Supplied records —

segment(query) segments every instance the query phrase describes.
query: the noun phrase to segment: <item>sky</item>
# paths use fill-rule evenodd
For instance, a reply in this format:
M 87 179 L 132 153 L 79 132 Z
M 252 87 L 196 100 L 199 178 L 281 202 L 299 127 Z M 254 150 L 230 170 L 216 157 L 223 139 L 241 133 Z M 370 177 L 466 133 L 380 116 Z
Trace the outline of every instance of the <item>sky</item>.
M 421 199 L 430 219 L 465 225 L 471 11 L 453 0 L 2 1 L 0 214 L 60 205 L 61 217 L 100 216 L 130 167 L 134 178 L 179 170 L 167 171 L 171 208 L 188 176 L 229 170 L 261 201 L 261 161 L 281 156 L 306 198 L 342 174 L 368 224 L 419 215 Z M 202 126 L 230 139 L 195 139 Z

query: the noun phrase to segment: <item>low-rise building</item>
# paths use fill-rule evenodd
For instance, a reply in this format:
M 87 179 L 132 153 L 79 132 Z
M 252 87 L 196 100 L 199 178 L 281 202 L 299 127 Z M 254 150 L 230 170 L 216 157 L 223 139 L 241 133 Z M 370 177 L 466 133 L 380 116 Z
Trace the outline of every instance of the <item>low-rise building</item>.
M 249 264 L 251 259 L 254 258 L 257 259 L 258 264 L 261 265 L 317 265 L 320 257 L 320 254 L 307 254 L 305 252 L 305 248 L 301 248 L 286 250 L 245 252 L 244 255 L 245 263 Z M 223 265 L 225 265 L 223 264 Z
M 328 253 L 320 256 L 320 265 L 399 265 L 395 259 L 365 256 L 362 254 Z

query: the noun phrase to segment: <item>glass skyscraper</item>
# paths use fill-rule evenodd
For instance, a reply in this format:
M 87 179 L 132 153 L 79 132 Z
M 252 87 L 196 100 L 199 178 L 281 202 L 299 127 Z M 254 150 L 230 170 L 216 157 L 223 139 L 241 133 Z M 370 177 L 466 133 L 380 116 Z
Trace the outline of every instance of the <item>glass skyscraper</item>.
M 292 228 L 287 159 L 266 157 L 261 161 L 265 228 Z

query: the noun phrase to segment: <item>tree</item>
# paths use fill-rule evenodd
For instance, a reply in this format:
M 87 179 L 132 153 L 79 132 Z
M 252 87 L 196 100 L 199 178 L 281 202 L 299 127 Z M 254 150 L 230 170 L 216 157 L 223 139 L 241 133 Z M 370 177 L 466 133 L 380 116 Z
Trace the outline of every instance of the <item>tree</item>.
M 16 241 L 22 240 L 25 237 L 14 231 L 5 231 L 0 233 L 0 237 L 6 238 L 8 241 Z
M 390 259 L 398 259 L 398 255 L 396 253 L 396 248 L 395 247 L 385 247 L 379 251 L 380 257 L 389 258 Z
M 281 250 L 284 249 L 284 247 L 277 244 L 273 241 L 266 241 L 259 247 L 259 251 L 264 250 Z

* * *

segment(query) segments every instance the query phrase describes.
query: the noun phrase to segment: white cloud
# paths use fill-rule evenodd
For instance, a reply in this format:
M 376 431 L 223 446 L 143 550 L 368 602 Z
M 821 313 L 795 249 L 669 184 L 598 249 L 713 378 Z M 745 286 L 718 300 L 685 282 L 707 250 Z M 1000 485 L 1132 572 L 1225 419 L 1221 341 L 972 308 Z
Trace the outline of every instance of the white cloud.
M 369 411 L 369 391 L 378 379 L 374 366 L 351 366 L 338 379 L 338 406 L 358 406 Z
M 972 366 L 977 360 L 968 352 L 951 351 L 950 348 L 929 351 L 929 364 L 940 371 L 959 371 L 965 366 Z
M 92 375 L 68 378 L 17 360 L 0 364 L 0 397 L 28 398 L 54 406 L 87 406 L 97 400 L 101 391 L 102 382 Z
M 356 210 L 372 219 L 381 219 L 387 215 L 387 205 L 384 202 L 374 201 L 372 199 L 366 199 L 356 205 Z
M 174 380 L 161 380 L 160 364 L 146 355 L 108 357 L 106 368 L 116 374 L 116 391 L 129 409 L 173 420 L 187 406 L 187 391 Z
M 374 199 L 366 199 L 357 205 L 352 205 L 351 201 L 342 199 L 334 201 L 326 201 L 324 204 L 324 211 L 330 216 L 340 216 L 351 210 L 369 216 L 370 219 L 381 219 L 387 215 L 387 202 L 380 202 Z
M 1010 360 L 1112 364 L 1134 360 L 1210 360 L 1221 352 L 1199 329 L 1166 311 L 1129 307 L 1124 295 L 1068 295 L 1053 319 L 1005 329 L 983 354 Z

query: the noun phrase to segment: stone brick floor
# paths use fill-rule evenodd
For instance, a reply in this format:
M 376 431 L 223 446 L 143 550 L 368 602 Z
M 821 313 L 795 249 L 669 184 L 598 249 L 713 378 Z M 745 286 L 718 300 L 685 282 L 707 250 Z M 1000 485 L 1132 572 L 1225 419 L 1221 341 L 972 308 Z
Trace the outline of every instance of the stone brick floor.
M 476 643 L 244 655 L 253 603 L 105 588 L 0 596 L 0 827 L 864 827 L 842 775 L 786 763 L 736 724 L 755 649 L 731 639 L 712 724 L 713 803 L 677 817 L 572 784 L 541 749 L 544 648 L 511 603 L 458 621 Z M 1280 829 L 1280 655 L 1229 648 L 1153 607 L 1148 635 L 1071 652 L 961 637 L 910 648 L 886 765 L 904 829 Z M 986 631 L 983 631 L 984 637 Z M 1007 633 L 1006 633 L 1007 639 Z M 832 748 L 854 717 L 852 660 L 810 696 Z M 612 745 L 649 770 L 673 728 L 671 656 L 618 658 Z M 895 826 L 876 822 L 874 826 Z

Exercise requirements — Please print everything from the line containing "query: the noun phrase to segment: stone" down to the line containing "M 476 643 L", including both of those lines, reproducing each one exactly.

Answer to the task —
query: the noun phrase to segment: stone brick floor
# paths use fill-rule evenodd
For instance, a reply in this format:
M 376 431 L 223 446 L 143 550 L 368 602 Z
M 821 313 L 795 249 L 669 184 L 598 249 L 713 378 Z M 745 286 L 718 300 L 685 282 L 707 250 Z M 1000 485 L 1132 572 L 1225 419 L 1221 341 L 972 308 Z
Trace the outline of every instance of the stone brick floor.
M 476 643 L 244 655 L 253 603 L 105 588 L 0 596 L 0 827 L 864 827 L 842 775 L 786 763 L 736 724 L 755 649 L 731 639 L 712 724 L 713 803 L 677 817 L 572 784 L 541 749 L 544 648 L 511 603 L 458 621 Z M 1280 829 L 1280 655 L 1229 648 L 1153 607 L 1148 635 L 1071 652 L 961 637 L 910 648 L 886 765 L 904 829 Z M 986 631 L 983 631 L 984 637 Z M 1007 633 L 1006 633 L 1007 639 Z M 832 748 L 854 717 L 852 660 L 810 696 Z M 612 745 L 649 770 L 673 728 L 671 656 L 618 658 Z M 895 826 L 876 822 L 874 826 Z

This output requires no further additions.